GIVEN EXERCISE:
Write out exactly the lines below that run from the line containing "Question. For each instance of the red flower" through the last line of the records.

DATASET EXTRACT:
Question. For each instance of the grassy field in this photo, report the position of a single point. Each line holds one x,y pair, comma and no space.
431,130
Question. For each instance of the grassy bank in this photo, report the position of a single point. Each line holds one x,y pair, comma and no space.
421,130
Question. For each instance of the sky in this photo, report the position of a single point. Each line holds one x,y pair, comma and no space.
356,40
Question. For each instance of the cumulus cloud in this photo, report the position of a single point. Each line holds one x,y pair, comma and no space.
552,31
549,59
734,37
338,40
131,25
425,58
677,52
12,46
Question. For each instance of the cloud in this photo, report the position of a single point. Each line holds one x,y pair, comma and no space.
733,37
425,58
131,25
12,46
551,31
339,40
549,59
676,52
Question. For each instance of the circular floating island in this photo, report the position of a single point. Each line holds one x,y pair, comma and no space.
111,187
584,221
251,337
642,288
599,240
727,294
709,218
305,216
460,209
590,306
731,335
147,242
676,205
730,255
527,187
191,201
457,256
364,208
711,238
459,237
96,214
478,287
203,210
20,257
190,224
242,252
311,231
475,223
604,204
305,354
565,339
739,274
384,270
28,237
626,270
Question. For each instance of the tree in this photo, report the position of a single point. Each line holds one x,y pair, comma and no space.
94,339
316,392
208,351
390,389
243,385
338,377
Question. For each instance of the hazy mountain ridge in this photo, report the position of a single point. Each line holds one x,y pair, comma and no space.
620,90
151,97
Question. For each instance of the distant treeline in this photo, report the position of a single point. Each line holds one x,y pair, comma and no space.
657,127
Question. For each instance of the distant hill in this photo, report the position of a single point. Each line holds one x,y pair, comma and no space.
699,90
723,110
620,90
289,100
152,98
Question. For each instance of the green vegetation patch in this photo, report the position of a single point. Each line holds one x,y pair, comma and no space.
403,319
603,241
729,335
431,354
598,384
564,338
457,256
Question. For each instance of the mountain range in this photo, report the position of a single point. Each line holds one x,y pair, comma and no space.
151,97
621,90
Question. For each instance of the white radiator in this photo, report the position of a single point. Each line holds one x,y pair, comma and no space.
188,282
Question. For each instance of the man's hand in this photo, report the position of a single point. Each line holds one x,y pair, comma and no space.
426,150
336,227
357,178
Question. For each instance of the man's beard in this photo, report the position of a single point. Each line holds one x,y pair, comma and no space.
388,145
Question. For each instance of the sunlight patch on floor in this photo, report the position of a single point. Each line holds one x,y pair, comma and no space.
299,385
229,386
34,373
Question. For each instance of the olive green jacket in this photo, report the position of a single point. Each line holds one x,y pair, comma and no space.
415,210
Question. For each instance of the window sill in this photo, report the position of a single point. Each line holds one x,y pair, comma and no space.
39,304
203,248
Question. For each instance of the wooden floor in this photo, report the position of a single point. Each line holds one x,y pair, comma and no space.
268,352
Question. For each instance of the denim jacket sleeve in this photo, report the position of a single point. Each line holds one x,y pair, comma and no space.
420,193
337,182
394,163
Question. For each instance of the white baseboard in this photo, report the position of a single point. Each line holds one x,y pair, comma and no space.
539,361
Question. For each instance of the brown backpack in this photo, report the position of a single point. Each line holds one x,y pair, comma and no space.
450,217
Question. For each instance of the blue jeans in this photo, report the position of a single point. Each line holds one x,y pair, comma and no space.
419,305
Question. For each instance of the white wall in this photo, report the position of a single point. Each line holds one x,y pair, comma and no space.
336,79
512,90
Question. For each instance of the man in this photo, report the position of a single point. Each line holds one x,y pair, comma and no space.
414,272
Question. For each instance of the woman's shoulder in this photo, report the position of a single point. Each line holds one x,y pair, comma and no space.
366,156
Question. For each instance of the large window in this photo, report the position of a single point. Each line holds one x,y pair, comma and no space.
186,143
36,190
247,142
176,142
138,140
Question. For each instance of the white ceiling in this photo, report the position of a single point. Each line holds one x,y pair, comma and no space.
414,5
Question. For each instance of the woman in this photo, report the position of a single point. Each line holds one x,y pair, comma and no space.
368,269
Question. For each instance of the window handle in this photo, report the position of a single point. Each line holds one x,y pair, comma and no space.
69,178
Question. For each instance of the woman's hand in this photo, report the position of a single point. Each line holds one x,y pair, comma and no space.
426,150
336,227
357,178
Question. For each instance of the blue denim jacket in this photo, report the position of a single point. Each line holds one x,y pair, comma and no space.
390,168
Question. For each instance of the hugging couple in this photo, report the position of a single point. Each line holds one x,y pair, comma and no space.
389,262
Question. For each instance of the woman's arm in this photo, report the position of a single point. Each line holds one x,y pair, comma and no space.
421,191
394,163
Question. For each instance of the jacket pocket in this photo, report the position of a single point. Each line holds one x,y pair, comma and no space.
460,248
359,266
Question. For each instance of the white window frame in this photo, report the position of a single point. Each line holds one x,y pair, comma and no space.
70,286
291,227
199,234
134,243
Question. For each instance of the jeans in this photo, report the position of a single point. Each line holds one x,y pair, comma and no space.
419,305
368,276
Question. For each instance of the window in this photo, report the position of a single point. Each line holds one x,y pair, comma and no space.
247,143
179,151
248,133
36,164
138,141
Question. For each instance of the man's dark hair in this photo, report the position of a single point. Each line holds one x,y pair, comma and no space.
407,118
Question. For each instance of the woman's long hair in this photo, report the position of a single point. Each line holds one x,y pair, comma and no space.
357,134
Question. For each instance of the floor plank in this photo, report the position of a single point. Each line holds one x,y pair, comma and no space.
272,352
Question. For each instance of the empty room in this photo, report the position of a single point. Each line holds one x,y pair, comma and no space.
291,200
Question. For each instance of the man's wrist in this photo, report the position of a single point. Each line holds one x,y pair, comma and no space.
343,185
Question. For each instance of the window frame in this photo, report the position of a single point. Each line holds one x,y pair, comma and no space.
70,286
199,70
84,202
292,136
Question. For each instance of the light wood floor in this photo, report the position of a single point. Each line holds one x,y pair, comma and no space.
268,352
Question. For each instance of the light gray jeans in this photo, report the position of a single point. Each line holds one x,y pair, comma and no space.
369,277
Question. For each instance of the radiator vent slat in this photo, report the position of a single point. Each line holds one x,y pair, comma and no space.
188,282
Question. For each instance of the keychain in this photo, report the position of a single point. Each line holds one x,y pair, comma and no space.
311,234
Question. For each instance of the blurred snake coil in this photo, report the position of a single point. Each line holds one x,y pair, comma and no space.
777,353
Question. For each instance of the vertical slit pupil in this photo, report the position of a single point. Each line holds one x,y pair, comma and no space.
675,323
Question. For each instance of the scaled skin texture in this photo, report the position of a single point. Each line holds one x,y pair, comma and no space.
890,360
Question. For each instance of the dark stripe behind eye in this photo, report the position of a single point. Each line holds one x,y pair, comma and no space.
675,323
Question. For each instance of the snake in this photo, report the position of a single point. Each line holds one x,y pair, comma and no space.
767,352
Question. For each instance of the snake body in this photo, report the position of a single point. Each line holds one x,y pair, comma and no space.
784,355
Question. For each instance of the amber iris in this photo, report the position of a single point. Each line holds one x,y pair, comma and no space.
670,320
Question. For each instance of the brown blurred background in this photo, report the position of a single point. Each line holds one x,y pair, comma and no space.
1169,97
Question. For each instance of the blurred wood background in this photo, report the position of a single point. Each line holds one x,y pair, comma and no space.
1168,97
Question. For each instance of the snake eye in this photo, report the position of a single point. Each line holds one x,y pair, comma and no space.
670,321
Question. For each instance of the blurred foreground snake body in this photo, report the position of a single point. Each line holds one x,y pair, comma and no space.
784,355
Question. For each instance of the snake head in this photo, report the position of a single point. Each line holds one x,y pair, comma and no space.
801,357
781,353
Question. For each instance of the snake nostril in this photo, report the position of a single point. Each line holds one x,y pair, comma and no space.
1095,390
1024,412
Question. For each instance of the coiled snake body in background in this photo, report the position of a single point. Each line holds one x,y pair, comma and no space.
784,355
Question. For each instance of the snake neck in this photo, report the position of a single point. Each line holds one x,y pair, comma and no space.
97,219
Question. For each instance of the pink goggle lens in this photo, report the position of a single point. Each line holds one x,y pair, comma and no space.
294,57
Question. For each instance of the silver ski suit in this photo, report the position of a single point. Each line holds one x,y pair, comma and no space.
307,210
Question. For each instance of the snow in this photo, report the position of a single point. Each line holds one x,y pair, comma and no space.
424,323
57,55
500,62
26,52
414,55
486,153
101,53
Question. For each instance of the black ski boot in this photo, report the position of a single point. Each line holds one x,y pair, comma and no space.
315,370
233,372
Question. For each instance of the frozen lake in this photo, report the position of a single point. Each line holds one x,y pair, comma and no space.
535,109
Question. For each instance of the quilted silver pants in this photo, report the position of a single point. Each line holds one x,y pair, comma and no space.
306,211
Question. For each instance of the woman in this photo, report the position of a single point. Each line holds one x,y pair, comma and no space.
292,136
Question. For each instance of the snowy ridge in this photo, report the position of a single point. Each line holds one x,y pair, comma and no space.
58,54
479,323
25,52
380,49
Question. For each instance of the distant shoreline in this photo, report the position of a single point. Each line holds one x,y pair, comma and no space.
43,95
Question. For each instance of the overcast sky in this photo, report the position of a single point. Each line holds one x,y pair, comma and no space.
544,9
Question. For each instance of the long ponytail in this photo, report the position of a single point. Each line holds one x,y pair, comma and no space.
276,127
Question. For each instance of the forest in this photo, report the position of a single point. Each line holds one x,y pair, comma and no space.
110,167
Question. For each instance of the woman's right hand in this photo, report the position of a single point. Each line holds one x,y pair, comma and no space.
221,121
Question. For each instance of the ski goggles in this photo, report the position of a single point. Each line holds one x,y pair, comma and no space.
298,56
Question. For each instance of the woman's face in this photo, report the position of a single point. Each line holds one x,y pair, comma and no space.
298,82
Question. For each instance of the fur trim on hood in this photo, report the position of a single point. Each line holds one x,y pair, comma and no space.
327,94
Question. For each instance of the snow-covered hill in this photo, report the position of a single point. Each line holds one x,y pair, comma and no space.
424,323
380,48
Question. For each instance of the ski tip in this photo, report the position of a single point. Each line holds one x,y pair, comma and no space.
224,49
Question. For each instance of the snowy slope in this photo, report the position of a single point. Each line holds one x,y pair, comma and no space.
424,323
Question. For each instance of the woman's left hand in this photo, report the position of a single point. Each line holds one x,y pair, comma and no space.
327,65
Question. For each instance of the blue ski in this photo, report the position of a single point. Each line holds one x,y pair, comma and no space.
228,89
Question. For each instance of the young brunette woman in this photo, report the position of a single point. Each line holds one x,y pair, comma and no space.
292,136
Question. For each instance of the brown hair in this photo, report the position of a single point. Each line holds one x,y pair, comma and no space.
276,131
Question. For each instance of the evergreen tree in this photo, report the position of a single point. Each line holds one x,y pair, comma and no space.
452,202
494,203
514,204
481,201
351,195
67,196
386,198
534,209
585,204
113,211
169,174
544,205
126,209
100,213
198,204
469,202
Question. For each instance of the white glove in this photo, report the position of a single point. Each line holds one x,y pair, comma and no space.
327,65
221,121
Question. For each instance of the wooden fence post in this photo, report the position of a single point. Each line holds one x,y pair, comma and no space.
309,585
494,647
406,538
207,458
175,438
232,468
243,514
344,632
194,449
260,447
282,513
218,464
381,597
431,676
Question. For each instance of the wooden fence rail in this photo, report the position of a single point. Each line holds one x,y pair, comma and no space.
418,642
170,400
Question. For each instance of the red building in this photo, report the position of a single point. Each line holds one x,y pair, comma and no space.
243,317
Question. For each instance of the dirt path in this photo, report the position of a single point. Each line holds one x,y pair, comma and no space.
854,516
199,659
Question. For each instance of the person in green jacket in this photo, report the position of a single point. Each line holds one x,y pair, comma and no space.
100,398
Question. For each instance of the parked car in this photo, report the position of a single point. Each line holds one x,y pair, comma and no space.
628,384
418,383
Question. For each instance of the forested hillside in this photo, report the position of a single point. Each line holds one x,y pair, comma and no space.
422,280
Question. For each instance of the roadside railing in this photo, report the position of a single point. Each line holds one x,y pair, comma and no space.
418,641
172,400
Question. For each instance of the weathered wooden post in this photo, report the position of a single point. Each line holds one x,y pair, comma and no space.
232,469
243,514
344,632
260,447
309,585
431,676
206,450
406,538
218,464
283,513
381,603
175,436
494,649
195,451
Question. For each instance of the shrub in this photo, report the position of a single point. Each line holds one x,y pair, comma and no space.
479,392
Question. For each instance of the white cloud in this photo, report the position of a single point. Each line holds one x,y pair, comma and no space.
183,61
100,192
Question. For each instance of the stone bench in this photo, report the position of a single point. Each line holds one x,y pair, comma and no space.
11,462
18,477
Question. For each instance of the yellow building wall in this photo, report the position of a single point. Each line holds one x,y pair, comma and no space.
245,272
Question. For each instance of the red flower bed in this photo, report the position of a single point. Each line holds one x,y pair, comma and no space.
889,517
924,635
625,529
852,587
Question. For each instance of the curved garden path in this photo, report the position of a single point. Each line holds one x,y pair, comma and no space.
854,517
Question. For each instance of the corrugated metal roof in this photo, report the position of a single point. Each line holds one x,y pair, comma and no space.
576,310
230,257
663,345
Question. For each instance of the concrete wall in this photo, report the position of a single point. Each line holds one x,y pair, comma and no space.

RESULT OF THE EXERCISE:
Question. For each instance of the red flower bed in this photo, report the position of a single point. Each line holds one x,y pair, comma and no space.
889,517
924,635
625,529
852,587
Question. For each instance of the curved garden path in this photo, report the position of a single point. Each line holds one x,y pair, comma and no space.
854,517
Question. For each instance of the corrugated metal roof in this photo, report the position of a single point. Each line holds one x,y pair, comma and no space.
576,310
230,257
663,345
Question. For each instance of the concrete wall in this photo, report the position of a single point. Each line holds one x,y pair, comma and no space.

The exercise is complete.